**PROBLEM:** Can you copy, unchanged, everything from the start of the records up to and including the line containing "box: [717, 288, 840, 337]"?

**SOURCE DATA:**

—————

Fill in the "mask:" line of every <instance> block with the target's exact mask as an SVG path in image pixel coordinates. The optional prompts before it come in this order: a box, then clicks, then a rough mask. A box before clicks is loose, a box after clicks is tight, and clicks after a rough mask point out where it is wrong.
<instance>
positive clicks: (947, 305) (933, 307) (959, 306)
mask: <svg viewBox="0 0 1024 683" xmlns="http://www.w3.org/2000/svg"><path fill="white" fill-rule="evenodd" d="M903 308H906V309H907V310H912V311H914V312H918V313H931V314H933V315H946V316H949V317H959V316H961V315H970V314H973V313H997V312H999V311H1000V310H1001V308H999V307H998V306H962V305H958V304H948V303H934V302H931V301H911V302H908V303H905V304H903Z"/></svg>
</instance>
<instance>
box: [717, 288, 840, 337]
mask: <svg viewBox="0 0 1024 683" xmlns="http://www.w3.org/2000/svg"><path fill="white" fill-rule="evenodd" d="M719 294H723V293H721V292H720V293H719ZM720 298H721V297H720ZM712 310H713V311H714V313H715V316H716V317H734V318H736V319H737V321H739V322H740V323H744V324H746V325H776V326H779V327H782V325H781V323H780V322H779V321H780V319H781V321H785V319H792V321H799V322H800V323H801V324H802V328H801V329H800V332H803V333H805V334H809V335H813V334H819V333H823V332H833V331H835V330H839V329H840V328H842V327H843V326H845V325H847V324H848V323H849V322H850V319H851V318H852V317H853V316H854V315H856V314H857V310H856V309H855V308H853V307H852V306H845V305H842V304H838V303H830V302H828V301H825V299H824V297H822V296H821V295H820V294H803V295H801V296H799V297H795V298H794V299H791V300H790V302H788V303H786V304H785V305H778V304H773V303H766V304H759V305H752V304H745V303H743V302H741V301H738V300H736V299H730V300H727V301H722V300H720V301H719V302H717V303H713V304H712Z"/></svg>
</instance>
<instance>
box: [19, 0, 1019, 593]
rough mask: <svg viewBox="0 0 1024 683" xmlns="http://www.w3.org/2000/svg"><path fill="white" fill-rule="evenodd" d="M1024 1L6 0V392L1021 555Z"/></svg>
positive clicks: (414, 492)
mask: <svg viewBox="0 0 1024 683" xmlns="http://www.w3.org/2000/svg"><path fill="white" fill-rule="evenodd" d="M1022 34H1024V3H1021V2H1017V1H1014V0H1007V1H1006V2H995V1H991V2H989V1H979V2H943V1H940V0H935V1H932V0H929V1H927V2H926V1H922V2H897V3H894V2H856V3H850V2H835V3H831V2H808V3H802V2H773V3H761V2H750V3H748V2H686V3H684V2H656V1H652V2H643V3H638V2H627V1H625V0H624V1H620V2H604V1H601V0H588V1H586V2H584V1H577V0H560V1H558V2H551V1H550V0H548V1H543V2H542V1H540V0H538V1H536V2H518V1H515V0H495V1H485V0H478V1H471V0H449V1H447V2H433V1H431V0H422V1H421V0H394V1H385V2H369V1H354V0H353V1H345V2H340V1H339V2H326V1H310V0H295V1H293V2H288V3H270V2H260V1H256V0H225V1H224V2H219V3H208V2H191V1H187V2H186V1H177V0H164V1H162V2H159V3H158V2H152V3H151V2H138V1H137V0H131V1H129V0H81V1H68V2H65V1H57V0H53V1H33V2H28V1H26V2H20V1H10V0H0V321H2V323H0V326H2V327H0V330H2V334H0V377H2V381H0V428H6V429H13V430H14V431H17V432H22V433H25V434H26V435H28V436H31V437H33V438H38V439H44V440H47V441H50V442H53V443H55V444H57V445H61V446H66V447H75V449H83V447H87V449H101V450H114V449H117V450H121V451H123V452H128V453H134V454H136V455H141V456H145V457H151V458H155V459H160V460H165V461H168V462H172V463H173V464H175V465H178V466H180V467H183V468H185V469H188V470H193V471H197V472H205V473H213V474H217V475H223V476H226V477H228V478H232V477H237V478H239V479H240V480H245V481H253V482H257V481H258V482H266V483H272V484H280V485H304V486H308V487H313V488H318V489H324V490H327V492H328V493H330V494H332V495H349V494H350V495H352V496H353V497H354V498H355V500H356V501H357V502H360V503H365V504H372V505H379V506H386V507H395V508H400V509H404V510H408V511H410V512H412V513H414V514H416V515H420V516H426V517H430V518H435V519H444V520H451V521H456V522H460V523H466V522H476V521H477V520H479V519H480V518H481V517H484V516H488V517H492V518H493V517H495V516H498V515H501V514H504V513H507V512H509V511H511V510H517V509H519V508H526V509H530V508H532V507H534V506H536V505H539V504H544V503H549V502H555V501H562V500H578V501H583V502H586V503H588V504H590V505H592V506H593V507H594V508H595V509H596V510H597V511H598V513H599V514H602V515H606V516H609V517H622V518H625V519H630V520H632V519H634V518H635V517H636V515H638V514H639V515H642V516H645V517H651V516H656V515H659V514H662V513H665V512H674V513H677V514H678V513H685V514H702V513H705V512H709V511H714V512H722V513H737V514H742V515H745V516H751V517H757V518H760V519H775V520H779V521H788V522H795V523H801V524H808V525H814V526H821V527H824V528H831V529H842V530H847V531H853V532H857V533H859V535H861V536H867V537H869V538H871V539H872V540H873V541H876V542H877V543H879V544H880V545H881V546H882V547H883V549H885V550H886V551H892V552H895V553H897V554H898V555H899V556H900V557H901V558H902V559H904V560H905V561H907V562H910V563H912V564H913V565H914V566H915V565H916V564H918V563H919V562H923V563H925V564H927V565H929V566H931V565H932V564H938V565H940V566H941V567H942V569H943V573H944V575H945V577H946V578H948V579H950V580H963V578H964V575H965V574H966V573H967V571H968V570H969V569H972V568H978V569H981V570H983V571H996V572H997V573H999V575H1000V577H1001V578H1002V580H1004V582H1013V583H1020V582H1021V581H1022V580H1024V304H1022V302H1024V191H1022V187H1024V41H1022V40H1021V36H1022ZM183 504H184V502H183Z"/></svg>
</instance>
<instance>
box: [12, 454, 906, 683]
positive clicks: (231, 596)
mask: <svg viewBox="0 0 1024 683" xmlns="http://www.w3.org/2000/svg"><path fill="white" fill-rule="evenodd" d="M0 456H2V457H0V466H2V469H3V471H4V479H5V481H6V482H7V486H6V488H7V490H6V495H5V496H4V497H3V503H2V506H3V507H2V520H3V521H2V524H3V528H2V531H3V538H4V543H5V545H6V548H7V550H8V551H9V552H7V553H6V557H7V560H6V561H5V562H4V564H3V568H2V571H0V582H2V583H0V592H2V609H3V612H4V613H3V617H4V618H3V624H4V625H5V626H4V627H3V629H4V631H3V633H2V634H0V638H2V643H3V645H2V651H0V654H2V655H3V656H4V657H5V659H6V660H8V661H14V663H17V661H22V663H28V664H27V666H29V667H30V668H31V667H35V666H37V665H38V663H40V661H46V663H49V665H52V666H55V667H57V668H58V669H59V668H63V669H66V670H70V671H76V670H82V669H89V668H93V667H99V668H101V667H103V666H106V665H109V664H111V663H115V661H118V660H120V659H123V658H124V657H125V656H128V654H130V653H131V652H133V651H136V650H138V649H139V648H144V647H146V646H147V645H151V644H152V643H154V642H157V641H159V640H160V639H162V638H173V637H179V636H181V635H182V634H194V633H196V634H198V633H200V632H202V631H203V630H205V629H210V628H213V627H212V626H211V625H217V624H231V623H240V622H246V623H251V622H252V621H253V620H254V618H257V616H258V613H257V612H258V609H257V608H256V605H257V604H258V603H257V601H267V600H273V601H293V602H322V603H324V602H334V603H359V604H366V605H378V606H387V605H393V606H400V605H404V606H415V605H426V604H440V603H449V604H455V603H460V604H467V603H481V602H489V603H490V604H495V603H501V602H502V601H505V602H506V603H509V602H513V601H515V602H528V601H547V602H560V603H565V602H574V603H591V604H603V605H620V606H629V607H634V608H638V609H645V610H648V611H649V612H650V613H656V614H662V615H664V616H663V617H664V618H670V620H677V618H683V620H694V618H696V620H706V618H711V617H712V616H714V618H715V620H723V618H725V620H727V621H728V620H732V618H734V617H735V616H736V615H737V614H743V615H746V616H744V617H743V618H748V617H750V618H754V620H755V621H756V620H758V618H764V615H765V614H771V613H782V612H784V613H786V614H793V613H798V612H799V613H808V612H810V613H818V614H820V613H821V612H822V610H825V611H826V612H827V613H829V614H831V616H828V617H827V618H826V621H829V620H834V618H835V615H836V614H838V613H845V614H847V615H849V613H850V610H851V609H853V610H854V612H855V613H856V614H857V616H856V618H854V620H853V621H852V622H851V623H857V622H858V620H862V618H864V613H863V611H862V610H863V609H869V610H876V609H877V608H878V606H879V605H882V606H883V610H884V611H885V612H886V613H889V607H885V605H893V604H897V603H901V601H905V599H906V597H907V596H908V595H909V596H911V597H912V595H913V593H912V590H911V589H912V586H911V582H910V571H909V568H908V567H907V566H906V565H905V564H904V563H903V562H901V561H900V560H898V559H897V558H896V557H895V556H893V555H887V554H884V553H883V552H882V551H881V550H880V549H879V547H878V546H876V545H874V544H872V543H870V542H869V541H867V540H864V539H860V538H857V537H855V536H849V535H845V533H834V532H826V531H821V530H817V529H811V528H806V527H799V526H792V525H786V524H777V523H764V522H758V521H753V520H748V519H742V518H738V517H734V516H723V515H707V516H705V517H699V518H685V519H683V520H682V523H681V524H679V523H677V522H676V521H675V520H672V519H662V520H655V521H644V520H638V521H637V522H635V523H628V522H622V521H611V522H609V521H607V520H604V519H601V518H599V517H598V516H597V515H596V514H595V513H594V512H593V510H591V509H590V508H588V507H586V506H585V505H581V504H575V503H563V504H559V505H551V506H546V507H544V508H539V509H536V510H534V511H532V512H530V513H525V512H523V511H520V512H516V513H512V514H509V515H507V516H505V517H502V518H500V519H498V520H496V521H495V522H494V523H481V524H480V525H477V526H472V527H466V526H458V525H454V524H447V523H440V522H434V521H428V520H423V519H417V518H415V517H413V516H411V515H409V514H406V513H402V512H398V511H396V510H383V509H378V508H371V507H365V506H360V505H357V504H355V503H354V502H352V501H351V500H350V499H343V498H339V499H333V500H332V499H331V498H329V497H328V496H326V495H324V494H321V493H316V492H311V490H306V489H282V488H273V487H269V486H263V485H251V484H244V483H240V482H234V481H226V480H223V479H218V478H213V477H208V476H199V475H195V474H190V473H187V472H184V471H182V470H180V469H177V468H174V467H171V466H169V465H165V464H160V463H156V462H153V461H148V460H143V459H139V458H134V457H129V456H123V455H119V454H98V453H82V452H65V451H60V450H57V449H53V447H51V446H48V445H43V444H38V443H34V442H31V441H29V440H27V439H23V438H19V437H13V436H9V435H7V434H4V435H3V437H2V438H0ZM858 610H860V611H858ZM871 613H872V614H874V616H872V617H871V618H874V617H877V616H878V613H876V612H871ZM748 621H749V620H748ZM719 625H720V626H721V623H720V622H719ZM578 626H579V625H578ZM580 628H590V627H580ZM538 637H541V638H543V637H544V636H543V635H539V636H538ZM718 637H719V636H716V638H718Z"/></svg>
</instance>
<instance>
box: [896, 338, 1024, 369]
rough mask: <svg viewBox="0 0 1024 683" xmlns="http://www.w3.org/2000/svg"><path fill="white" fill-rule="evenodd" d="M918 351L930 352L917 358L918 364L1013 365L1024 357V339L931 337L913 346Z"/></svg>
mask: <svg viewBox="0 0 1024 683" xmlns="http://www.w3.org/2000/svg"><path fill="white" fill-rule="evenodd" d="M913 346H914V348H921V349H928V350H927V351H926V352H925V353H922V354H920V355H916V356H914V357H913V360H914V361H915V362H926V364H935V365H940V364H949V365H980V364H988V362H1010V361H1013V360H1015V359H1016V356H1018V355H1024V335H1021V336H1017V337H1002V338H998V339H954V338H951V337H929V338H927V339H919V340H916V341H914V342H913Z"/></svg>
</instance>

—————

**RESPONSE BOX:**
Fill in the "mask:" line of every <instance> block with the target's exact mask as an SVG path in image pixel coordinates. The optional prompts before it come in this order: a box, then clicks, then a rough mask. A box before clicks is loose, a box after clicks is tight, and clicks after a rough mask point out where it is wrong.
<instance>
positive clicks: (947, 305) (933, 307) (959, 306)
mask: <svg viewBox="0 0 1024 683" xmlns="http://www.w3.org/2000/svg"><path fill="white" fill-rule="evenodd" d="M903 308H906V309H907V310H912V311H914V312H918V313H931V314H933V315H946V316H949V317H959V316H961V315H970V314H973V313H997V312H999V311H1000V310H1001V308H999V307H998V306H962V305H958V304H948V303H934V302H931V301H911V302H908V303H905V304H903Z"/></svg>
</instance>
<instance>
box: [717, 288, 840, 337]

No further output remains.